QUOTED PASSAGE:
==========
Tips for Adopting From Foster Care

There are nearly 400,000 children living in foster care placement in the United States. This statistic is quite shocking. To properly put this into perspective – there are the same number of children in foster care as roughly the populations of the following cities (each with populations around 400,000 as of the last census): Arlington, TX, Wichita, KS, Cleveland, OH, Minneapolis, MN, Tulsa, OK, Oakland, CA and Miami, FL. Imagine if each of the inhabitants of any of these cities was homeless or had fallen to an epidemic, etc. There would (rightly so) be public outcry. How is it not the case that this many of our country’s children are in foster care and the problem is one that by and large is ignored.

As a family who has adopted multiple times, this author is shocked at one of the first questions which often comes up about our adopted children, “What country are they from?” There are several responses which we have given, depending on the person asking, the situation and by our general mood. Most of the time, we take the opportunity to kindly educate about our general opinion about the landscape of adoption and specifically the need for more adoptions from foster care.

There are many risk in any adoption – many are legally considered a legal risk adoption – meaning that there is a risk that the biological parent(s) of the child or children may change their mind or be reunited with the children – which is the goal in most cases in the states’ child care systems – reunification. However, there are more cases which this is simply not going to be a viable option for many families and children in foster care.

Agencies charged with monitoring these care programs are generally overworked and unable to find enough homes to permanently place children into to give them the opportunities which are available in this country. For those considering adoption from foster facility, it is important to become very educated about the process and to be honest with oneself, as well as your case worker.

Most caseworkers use a type of client management or human services software to match families with children in the foster care system. This matching is not perfect, but can help prevent potential placement match problems if all are honest and the information is accurately recorded. Many people think of adoption as a type of savior relationship or as a child shopping. There are no money-back guarantees with any child – adopted or not. (Sometimes, I marvel that our adopted children excel in areas that one would expect our biological offspring to and vice versa.)
==========
DATA EXTRACTS:

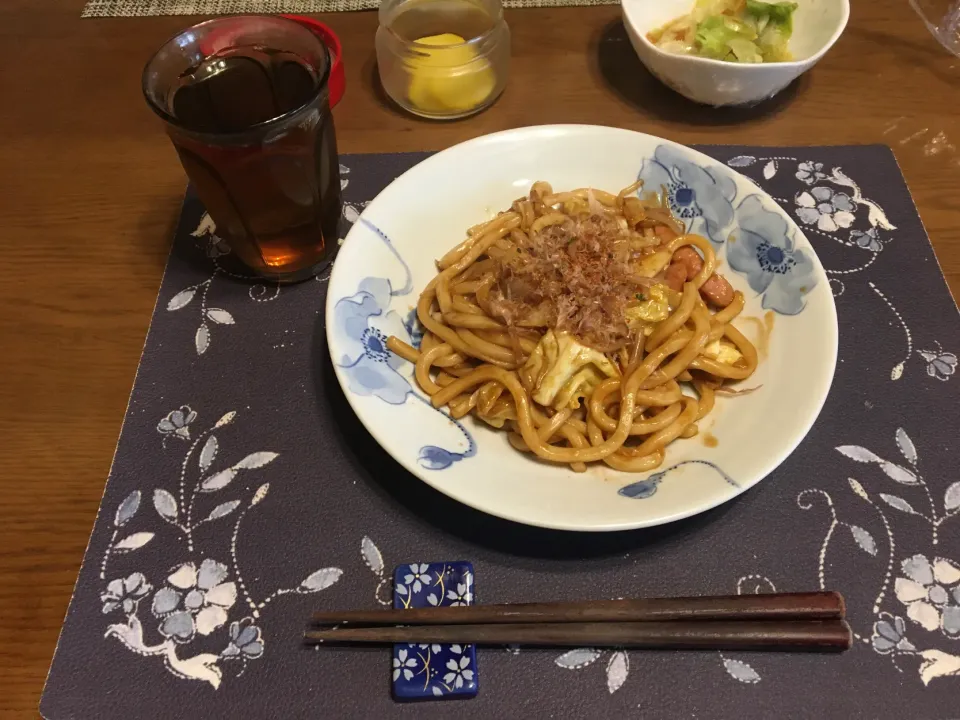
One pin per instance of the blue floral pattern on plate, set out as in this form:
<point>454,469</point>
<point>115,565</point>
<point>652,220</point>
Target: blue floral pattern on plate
<point>422,672</point>
<point>363,322</point>
<point>700,196</point>
<point>764,251</point>
<point>758,242</point>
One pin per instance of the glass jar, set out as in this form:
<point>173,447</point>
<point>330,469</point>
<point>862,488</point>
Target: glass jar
<point>443,59</point>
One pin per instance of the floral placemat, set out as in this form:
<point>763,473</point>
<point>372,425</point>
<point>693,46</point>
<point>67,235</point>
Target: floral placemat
<point>244,493</point>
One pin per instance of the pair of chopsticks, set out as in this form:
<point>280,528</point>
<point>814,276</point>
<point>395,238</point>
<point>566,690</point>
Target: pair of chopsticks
<point>781,621</point>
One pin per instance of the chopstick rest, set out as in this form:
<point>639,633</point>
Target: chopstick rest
<point>423,671</point>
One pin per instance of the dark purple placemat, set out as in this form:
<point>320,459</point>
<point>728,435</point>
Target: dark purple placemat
<point>245,493</point>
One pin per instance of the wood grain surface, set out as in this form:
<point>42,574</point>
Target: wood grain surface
<point>90,189</point>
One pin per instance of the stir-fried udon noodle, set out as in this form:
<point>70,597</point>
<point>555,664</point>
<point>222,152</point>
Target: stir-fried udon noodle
<point>575,321</point>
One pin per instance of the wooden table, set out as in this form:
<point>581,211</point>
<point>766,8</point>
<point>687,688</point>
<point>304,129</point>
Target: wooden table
<point>90,189</point>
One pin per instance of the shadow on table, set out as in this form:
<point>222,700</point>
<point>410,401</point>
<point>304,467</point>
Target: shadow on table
<point>621,70</point>
<point>389,479</point>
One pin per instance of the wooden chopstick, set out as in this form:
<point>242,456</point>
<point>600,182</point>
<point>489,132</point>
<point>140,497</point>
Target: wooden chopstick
<point>771,606</point>
<point>781,635</point>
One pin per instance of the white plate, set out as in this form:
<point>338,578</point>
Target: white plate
<point>388,258</point>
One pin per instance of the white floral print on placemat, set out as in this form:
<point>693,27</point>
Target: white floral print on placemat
<point>195,598</point>
<point>926,585</point>
<point>831,203</point>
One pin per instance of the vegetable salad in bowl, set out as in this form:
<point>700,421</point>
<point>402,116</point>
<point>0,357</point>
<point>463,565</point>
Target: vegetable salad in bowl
<point>741,31</point>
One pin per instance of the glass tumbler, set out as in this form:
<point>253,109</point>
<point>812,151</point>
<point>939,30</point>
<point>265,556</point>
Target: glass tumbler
<point>942,18</point>
<point>245,101</point>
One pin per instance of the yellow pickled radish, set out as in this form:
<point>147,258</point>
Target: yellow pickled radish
<point>453,79</point>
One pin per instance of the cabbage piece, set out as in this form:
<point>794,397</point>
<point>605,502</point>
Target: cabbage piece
<point>714,36</point>
<point>654,306</point>
<point>722,351</point>
<point>567,370</point>
<point>779,14</point>
<point>717,34</point>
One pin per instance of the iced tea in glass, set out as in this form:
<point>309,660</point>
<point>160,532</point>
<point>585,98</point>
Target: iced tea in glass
<point>246,103</point>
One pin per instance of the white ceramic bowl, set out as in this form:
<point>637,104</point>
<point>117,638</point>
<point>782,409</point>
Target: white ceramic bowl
<point>817,24</point>
<point>388,258</point>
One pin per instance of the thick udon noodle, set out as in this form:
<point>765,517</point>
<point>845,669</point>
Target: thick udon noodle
<point>471,361</point>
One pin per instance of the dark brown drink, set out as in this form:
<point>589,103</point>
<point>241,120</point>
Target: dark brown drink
<point>252,125</point>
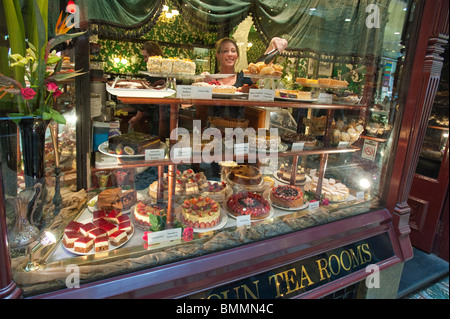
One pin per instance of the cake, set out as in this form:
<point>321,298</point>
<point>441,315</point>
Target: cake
<point>284,173</point>
<point>332,190</point>
<point>98,214</point>
<point>73,226</point>
<point>106,226</point>
<point>101,244</point>
<point>200,212</point>
<point>290,138</point>
<point>245,175</point>
<point>132,143</point>
<point>115,199</point>
<point>158,64</point>
<point>264,140</point>
<point>154,64</point>
<point>69,238</point>
<point>215,190</point>
<point>289,196</point>
<point>247,203</point>
<point>87,228</point>
<point>98,232</point>
<point>113,215</point>
<point>118,238</point>
<point>83,245</point>
<point>142,212</point>
<point>186,183</point>
<point>126,227</point>
<point>228,122</point>
<point>128,198</point>
<point>294,94</point>
<point>109,199</point>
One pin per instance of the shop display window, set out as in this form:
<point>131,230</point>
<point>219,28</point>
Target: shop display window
<point>316,151</point>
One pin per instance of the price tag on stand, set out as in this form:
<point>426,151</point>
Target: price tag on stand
<point>241,148</point>
<point>163,236</point>
<point>181,153</point>
<point>203,92</point>
<point>185,92</point>
<point>313,205</point>
<point>244,220</point>
<point>154,154</point>
<point>360,195</point>
<point>369,150</point>
<point>298,146</point>
<point>261,95</point>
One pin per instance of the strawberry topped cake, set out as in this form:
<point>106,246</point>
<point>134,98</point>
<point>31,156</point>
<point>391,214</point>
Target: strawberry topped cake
<point>247,203</point>
<point>107,227</point>
<point>142,212</point>
<point>288,196</point>
<point>200,212</point>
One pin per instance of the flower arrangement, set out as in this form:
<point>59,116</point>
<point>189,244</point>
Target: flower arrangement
<point>34,64</point>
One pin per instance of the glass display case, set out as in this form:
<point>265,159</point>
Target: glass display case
<point>311,178</point>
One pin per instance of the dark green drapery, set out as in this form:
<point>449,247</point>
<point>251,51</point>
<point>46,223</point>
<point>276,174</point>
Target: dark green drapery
<point>323,30</point>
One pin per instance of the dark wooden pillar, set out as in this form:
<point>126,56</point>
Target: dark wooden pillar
<point>8,289</point>
<point>425,65</point>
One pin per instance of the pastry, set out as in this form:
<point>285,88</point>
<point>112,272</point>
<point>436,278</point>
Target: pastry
<point>83,245</point>
<point>289,196</point>
<point>248,204</point>
<point>200,212</point>
<point>132,143</point>
<point>245,175</point>
<point>69,238</point>
<point>109,199</point>
<point>284,173</point>
<point>142,212</point>
<point>118,238</point>
<point>101,244</point>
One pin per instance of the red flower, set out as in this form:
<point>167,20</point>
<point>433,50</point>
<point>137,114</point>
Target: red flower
<point>57,93</point>
<point>52,87</point>
<point>188,234</point>
<point>27,93</point>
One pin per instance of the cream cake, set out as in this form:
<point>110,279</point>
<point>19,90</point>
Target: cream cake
<point>83,245</point>
<point>101,244</point>
<point>200,212</point>
<point>126,227</point>
<point>87,228</point>
<point>142,212</point>
<point>118,238</point>
<point>331,189</point>
<point>69,238</point>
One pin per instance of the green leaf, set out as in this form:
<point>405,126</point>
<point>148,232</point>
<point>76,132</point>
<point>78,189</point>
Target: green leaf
<point>62,38</point>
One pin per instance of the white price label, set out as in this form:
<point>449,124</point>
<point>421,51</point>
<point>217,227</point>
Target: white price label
<point>181,153</point>
<point>261,95</point>
<point>343,144</point>
<point>185,91</point>
<point>203,92</point>
<point>360,195</point>
<point>155,154</point>
<point>163,236</point>
<point>298,146</point>
<point>313,205</point>
<point>369,150</point>
<point>241,149</point>
<point>244,220</point>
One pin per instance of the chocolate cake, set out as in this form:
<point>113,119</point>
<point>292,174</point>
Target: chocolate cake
<point>132,143</point>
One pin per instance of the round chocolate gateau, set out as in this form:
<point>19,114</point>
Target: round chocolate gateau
<point>288,196</point>
<point>247,203</point>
==========
TASKS FOR THIS EXERCISE:
1/ From the foster care adoption tips, echo the text starting at "There are many" and ending at "your case worker.".
2/ Translate this sentence from the foster care adoption tips into Spanish: "There are no money-back guarantees with any child – adopted or not."

ANSWER SECTION:
1/
There are many risk in any adoption – many are legally considered a legal risk adoption – meaning that there is a risk that the biological parent(s) of the child or children may change their mind or be reunited with the children – which is the goal in most cases in the states’ child care systems – reunification. However, there are more cases which this is simply not going to be a viable option for many families and children in foster care.

Agencies charged with monitoring these care programs are generally overworked and unable to find enough homes to permanently place children into to give them the opportunities which are available in this country. For those considering adoption from foster facility, it is important to become very educated about the process and to be honest with oneself, as well as your case worker.

2/ No hay garantías de reembolso con ningún niño, adoptado o no.